### Given problem
Select each line in the items below that contains the word "wall", and copy those lines.

══════════

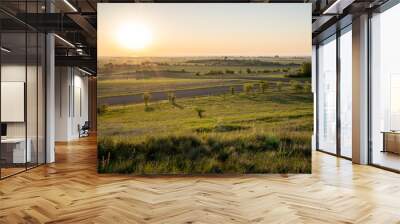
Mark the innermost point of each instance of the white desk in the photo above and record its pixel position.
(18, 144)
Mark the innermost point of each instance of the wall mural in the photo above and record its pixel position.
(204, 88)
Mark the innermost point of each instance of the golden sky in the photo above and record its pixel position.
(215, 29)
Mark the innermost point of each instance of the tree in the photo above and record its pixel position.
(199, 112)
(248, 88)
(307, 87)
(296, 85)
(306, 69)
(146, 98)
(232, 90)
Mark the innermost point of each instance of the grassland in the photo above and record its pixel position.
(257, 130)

══════════

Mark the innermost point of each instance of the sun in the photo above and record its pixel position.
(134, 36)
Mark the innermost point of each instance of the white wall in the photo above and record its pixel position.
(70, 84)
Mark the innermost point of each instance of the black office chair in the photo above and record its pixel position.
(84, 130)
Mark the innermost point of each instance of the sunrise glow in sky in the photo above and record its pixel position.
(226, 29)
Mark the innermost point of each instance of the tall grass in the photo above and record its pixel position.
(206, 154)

══════════

### Result for this exercise
Mark the innermost point of each instance of the wall mural in the photo above and record its pixel position.
Mark the innermost point of each instance of the white wall in the photo above and record its pixel position.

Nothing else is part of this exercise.